_Description of the task_
The data below is to be set down again exactly as written.

_Referring expression data_
......

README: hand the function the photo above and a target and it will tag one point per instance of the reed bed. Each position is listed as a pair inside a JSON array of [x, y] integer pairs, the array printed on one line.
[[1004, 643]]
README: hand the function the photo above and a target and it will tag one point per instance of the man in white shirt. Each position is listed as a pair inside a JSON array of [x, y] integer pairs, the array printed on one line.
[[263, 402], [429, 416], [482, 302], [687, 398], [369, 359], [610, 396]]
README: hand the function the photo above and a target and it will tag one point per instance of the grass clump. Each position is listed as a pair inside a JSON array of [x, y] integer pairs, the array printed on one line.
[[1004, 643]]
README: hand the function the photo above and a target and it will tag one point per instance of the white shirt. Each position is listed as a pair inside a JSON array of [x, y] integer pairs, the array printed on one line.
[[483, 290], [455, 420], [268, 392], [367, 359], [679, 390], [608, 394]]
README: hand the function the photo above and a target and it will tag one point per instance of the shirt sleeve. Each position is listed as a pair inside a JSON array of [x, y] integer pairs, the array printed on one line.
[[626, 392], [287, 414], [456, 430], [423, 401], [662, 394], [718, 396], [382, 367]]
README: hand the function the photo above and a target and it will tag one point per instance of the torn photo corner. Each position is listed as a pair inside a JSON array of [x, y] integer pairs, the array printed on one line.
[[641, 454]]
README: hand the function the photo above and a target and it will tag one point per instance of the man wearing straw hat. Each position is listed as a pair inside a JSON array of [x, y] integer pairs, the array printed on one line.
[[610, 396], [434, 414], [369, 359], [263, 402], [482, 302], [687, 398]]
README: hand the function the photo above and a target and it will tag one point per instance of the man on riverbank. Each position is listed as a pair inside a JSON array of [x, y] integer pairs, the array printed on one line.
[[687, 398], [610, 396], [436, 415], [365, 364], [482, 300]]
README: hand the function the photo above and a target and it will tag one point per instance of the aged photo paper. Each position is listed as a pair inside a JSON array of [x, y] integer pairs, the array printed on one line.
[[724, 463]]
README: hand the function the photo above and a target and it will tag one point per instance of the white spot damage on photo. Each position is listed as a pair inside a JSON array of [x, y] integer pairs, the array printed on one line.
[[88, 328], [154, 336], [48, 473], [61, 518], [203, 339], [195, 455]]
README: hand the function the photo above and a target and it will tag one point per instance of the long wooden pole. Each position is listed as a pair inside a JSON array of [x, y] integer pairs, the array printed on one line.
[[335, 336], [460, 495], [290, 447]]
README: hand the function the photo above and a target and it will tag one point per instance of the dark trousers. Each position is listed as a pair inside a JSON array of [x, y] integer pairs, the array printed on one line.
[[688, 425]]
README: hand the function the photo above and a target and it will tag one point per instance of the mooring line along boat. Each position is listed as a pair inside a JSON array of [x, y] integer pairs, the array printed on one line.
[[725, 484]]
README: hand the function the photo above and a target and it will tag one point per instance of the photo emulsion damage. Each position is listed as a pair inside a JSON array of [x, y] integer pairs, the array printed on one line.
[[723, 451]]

......

_Solution to this task_
README: hand the function the photo above and a target and it will tag one point per instance of the reed bed. Each position is listed as a pair inside a JSON array of [x, y] integer pairs, the array printed on one line.
[[1004, 643]]
README: hand the function the photo above and a target and it will tag one point per instance of the man in white shirt. Each position is listed as a pair inside a JSON array of [x, y] integer pairs, the array printed on one line.
[[263, 402], [429, 416], [482, 302], [687, 398], [369, 359], [610, 396]]
README: hand the function the photo above and a target and it will tag one point per instance of the grass clump. Each position is listed as a pair inside a JSON array of [x, y] integer pairs, the array printed on one line.
[[1004, 643]]
README: hand the function the photo above and a target and it will tag one point per instance of the white shirt. Each position is listed as a pair inside a JSON array of [x, y] integer pairs, the array printed on one line.
[[483, 290], [455, 420], [268, 392], [367, 359], [679, 390], [608, 394]]
README: hand the function the photo above and a target and it will tag one point per instance of the shirt sleeve. Each position is listed as a pair inside a JSON array of [x, y] integer pairs, the array printed on one line.
[[626, 392], [287, 414], [456, 430], [423, 401], [662, 394], [718, 396], [382, 367]]
README: hand the function the photo above and a target and it will tag one point per instance of the torn photo corner. Each position is listed as a pair inside a JSON array of [x, y] integer pairs, the array printed on one line.
[[641, 454]]
README: hand the function the photo above and a target and it will tag one point per instance of the man wearing straw hat. Each position is listed as a pair inside a JSON array of [x, y] integer pairs, the array printed on one line.
[[610, 396], [434, 414], [369, 359], [263, 402], [482, 302], [687, 398]]
README: hand the function the photo above and a target and it will tag one point per instance of the man on riverbank. Each position is listed as a pair inside a JSON array of [x, y] integer pairs, the array printed on one line.
[[687, 398], [610, 396], [436, 415], [365, 364], [482, 300]]
README: hand the function the photo above and a target and it will tag one point per instance of the aged photo paper. Each position is listed as a pair inside a JSON array of [x, y] integer pairs, the array printed on one line.
[[724, 463]]
README: hand the function the photo above and a target and it will tag one point per instance of the white spot damage on photo. Each position is listed as a pair inside a JSON array of [x, y] integer pairs, the array printed on one line.
[[88, 328], [154, 336], [48, 473], [61, 518], [203, 339], [195, 455]]
README: hand the function the photo above and a target and it will tag one point per instance of the long wooden pole. Each position is listed as a pair inside a JSON array of [x, y] integer pairs, the array printed on one line.
[[335, 336], [460, 495], [290, 447]]
README: hand the function the photo above and a target and it will tag one point per instance of the dark trousers. Each position is listed as a pair inside a JSON array of [x, y] integer pairs, the array printed on one line.
[[688, 425]]
README: hand the function the photo above and a target and it will tag one point per instance of the mooring line along boat. Each position is listed as a pair inside a JSON array of [x, y] integer pairs, the array printed on one line.
[[725, 484]]
README: hand the function the photo above and a target and it will tag one point per instance of the photo emulsion damage. Each position is listed as a pair inside a JSON array of [x, y] integer pairs, the array printed on one line.
[[723, 451]]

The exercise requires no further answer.